### INSTRUCTION A
Answer these from the passage on triangle angles and the Law of Sines:
(i) What do the letters a, b, and c stand for in the Law of Sines?
(ii) What does knowing two angles of a triangle let us find, and by what property?
(iii) What defines an obtuse triangle?
### INSTRUCTION B
Extend the passage on triangle angles and the Law of Sines, picking up after its final sentence.

### PROVIDED PASSAGE
····················

In our exercise, we used it because we knew two angles and a side. Applying the Law of Sines, we state:\[ \frac{a}{\sin A} = \frac{b}{\sin B} = \frac{c}{\sin C} \]Where \(a\), \(b\), and \(c\) are the sides opposite to angles \(A\), \(B\), and \(C\) respectively. This equation helps us find unknown side lengths when we know at least one angle and its opposite side. By substituting the given values into this law, we calculated the lengths of sides \(a\) and \(b\). This showcases how the law makes solving triangles straightforward by turning angular relationships into side measurements.

Understanding how triangle angles work is crucial in geometry and trigonometry. A triangle, being a closed 2D shape, has three interior angles. These angles define the triangle and its properties.
When we approach a problem involving a triangle, knowing how to work with these angles is fundamental. For instance, knowing two angles allows us to find the third, thanks to the Angle Sum Property, a concept we'll explore further.
Triangles can be classified based on their angles:

• Acute: All angles are less than 90°.
• Right: Has one 90° angle.
• Obtuse: Has one angle greater than 90°.

The angles also help in using trigonometric laws to solve for unknown sides, as seen with the Law of Sines. Paying attention to given angles and their relationships is essential when tackling trigonometry problems.

····················

### LISTED ENTRIES
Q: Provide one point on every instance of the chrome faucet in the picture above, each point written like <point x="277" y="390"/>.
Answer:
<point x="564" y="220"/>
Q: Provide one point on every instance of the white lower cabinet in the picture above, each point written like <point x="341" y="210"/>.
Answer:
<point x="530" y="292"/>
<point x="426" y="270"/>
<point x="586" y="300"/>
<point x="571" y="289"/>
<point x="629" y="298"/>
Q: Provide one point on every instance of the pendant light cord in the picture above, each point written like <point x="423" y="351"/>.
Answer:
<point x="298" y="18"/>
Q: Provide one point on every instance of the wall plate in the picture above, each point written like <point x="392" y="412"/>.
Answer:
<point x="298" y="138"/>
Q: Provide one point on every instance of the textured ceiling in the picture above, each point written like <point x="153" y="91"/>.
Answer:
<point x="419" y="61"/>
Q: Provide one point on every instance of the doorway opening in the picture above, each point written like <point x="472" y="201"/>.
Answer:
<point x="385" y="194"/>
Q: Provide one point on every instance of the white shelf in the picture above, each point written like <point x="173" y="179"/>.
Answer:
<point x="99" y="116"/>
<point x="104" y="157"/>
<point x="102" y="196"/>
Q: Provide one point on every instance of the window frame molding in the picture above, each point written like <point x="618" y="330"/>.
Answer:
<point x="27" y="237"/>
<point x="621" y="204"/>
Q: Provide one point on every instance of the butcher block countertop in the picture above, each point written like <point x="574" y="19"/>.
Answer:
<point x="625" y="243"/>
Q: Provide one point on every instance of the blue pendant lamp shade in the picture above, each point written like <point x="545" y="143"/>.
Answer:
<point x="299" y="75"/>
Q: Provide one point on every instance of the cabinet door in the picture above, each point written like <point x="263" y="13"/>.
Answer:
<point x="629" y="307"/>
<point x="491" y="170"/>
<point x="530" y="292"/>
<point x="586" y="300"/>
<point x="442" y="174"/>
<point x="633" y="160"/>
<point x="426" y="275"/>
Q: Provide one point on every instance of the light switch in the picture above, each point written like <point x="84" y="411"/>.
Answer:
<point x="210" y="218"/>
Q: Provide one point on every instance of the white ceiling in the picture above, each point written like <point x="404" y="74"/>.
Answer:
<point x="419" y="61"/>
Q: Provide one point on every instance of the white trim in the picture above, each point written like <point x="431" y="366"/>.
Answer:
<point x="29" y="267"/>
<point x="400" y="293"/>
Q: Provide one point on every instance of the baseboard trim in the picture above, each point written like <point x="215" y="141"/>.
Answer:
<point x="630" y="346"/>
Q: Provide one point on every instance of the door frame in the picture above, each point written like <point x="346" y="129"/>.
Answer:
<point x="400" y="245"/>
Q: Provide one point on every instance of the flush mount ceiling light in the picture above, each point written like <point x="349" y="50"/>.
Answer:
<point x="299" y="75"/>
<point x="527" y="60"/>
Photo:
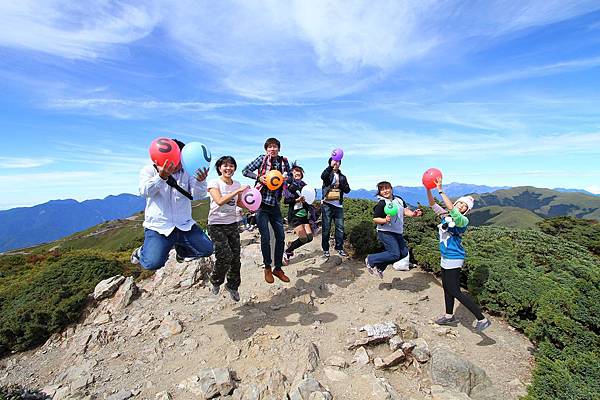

····················

### TASK RESPONSE A
(i) The sides opposite to angles A, B, and C, respectively.
(ii) The third angle, by the Angle Sum Property.
(iii) It has one angle greater than 90°.

### TASK RESPONSE B
The Angle Sum Property is a key concept in geometry that states the sum of the internal angles in any triangle is always exactly 180 degrees. This property is not only a fundamental rule but also a practical tool in solving triangle problems.
In our original problem, the Angle Sum Property was the first step to find the unknown angle. Given two angles, 42° and 73°, we calculated the third angle because:\[ 180° - 42° - 73° = 65° \]This calculation confirmed the third angle as 65°.
This property can serve as a quick check to ensure your triangle calculations are accurate. If the sum of your angles doesn't add up to 180°, there's likely an error. Using the Angle Sum Property is therefore a simple yet effective way to solve for unknown angles and ensure consistent accuracy in geometric problems.